# Stated problem
Convert the lines in the rows below into a Markdown table with the columns Line and Content, numbering each line and leaving out blank lines.

(Point annotation dataset rows)
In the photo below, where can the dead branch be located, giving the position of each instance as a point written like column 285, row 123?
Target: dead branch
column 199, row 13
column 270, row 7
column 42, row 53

# Answer
| Line | Content |
|---|---|
| 1 | In the photo below, where can the dead branch be located, giving the position of each instance as a point written like column 285, row 123? |
| 2 | Target: dead branch |
| 3 | column 199, row 13 |
| 4 | column 270, row 7 |
| 5 | column 42, row 53 |